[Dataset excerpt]
• • •
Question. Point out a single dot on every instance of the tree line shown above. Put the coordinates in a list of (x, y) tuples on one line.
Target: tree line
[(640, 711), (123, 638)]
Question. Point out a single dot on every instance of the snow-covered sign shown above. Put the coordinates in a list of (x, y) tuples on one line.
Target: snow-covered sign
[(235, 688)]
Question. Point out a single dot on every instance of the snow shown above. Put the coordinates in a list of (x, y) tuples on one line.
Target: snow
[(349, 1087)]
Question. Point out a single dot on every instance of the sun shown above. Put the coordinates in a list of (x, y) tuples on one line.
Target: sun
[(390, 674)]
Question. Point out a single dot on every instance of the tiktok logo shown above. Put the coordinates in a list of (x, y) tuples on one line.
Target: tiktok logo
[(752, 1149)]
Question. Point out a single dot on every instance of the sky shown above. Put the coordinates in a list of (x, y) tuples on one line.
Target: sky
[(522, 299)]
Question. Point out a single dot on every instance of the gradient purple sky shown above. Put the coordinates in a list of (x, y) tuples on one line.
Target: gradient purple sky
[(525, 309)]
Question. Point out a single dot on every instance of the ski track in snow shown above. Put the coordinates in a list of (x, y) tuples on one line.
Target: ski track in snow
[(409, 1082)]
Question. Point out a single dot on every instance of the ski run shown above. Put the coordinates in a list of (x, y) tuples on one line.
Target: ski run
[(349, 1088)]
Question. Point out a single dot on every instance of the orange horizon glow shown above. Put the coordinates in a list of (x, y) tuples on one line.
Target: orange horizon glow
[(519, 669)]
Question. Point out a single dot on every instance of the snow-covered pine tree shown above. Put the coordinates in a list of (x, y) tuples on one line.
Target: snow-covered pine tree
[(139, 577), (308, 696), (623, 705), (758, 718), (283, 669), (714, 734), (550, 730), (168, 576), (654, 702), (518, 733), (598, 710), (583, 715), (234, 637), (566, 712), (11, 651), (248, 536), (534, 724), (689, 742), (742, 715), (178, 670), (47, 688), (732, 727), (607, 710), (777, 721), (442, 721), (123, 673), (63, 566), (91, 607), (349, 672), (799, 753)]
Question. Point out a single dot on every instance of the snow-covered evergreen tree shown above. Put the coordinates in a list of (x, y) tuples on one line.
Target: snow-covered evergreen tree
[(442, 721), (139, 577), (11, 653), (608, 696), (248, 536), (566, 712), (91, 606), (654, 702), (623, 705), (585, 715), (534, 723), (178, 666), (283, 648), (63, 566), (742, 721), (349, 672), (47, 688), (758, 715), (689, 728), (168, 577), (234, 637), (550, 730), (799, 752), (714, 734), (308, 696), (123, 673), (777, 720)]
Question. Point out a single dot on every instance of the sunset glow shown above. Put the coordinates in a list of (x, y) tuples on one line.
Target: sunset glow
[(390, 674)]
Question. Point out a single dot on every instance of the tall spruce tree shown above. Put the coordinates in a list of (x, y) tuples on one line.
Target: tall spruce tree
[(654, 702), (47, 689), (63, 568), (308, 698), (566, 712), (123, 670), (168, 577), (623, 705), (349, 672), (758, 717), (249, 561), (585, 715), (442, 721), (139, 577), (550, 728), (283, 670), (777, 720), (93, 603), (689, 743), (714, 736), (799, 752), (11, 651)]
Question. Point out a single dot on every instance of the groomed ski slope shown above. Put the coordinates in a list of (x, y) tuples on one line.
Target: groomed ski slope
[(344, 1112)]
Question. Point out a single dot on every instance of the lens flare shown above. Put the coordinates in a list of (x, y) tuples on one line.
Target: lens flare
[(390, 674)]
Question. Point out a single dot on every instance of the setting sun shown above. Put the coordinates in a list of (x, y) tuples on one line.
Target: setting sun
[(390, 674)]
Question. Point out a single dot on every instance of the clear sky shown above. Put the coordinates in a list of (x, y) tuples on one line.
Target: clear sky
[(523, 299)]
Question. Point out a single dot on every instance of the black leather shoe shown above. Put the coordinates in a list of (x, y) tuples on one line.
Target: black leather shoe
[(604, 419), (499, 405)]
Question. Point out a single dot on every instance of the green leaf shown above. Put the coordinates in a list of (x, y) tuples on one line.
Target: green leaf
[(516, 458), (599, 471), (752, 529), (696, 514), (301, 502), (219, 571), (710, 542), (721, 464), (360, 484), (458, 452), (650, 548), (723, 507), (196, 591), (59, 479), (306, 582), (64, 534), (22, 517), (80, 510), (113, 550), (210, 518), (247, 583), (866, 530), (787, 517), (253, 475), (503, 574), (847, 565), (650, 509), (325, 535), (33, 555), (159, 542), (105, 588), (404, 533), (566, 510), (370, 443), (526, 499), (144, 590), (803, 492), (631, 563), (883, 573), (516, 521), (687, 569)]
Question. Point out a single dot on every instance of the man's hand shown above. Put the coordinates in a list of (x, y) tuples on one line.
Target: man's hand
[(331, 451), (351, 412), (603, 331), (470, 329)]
• • •
**DIRECTIONS:**
Could you copy out every line of the listing above word for word, without changing anything?

**ANSWER TO THIS PROBLEM:**
Question. Point out a single dot on every instance of the tree line shown above. Put the coordinates in a list of (x, y) tuples on one line.
Target: tree line
[(640, 711), (123, 638)]
Question. Point out a single dot on every instance of the snow-covered sign shown above. Put the coordinates in a list of (x, y) tuples on one line.
Target: snow-covered sign
[(235, 688)]
Question. Point out a single dot on every instance of the snow shown above. Put the coordinates in a list of (x, y) tuples on one line.
Target: snow
[(349, 1087)]
Question. Point out a single dot on every instance of the sun shown above. Put the coordinates in a list of (x, y) tuples on one line.
Target: sun
[(390, 674)]
Question. Point out a single dot on every instance of the tiktok logo shown above. Put the coordinates in a list of (x, y) tuples on one line.
Target: tiktok logo
[(752, 1149)]
Question. Point out a single dot on every instance of the sky shown above. Put the coordinates in a list of (x, y) tuples on one line.
Target: sky
[(522, 299)]
Question. Point out a single dot on every instance of the gradient purple sky shown above. Put the coordinates in a list of (x, y) tuples on one line.
Target: gradient purple sky
[(525, 309)]
Question. Point out a single dot on every instance of the ski track in snow shown above. Put the coordinates in a list of (x, y) tuples on one line.
Target: ski track in snow
[(409, 1082)]
Question. Point out a single dot on every instance of the ski run shown above. Put the coordinates in a list of (x, y) tuples on one line.
Target: ski run
[(349, 1088)]
Question. Point out a single dot on every instance of the orange horizon glow shown above. Put the coordinates in a list of (x, y) tuples on one line.
Target: orange horizon glow
[(519, 669)]
Question. Point out a single dot on every instance of the snow-covered pine tree shown above. Put the coordinates in a list of (x, y) tuples on one line.
Target: snow-covered pine tree
[(139, 577), (308, 696), (623, 705), (758, 718), (283, 669), (714, 734), (550, 730), (168, 576), (654, 702), (518, 733), (598, 710), (583, 715), (234, 637), (566, 712), (11, 651), (248, 536), (534, 724), (689, 742), (742, 715), (178, 670), (47, 688), (732, 727), (607, 710), (777, 721), (442, 721), (123, 673), (63, 566), (91, 607), (349, 672), (799, 753)]
Question. Point out a single dot on every instance of the snow-covered evergreen tree shown above. Put the coordinates in a list of (x, y) tuples on one line.
Target: snow-covered evergreen tree
[(442, 721), (139, 577), (11, 653), (608, 696), (248, 536), (566, 712), (91, 606), (654, 702), (623, 705), (585, 715), (534, 723), (178, 666), (283, 648), (63, 566), (742, 721), (349, 672), (47, 688), (758, 715), (689, 728), (168, 577), (234, 637), (550, 730), (799, 752), (714, 734), (308, 696), (123, 673), (777, 720)]
Question. Point out a single dot on every instance of the sunset glow shown above. Put the coordinates in a list of (x, y) tuples on one line.
Target: sunset glow
[(390, 674)]
Question. Point out a single dot on every instance of the tall spruce tree shown above. Put the coordinates in a list of (x, y) tuples on one line.
Target: tall spruce tree
[(654, 702), (47, 689), (63, 568), (308, 698), (566, 712), (123, 670), (168, 577), (623, 705), (349, 672), (758, 717), (249, 561), (585, 715), (442, 721), (139, 577), (550, 728), (283, 670), (777, 720), (93, 603), (689, 743), (714, 736), (799, 752), (11, 651)]
Question. Point out a single dot on every instance of the groomed ski slope shown above. Put the coordinates in a list of (x, y) tuples on one line.
Target: groomed ski slope
[(344, 1112)]
Question. Point out a single dot on every instance of the lens flare shown above. Put the coordinates in a list of (x, y) tuples on one line.
Target: lens flare
[(390, 674)]
Question. Point out a single dot on every instance of the setting sun shown above. Put the coordinates in a list of (x, y) tuples on one line.
Target: setting sun
[(390, 674)]
Question. Point out a single dot on every instance of the clear sky shown above. Put the coordinates in a list of (x, y) tuples on one line.
Target: clear sky
[(523, 299)]
Question. Point out a single dot on every instance of the black leather shoe shown above. Put the coordinates in a list of (x, y) tuples on one line.
Target: black leather shoe
[(604, 419), (499, 405)]
Question. Point out a single dot on every instance of the green leaf shown above. Put the coordinates in a list of (x, y) tuples on one line.
Target: green leaf
[(516, 458), (599, 471), (752, 529), (696, 514), (301, 502), (219, 571), (710, 542), (721, 464), (360, 484), (458, 452), (650, 548), (723, 507), (196, 591), (59, 479), (306, 582), (64, 534), (22, 517), (80, 510), (113, 550), (210, 518), (247, 583), (866, 530), (787, 517), (253, 475), (503, 574), (847, 565), (650, 509), (325, 535), (33, 555), (159, 542), (105, 588), (404, 533), (566, 510), (370, 443), (526, 499), (144, 590), (803, 492), (631, 563), (883, 573), (516, 521), (687, 569)]
Question. Point out a single dot on every instance of the man's hand shown above. Put the coordinates in a list of (x, y) tuples on one line.
Target: man's hand
[(331, 451), (351, 412), (603, 331), (470, 329)]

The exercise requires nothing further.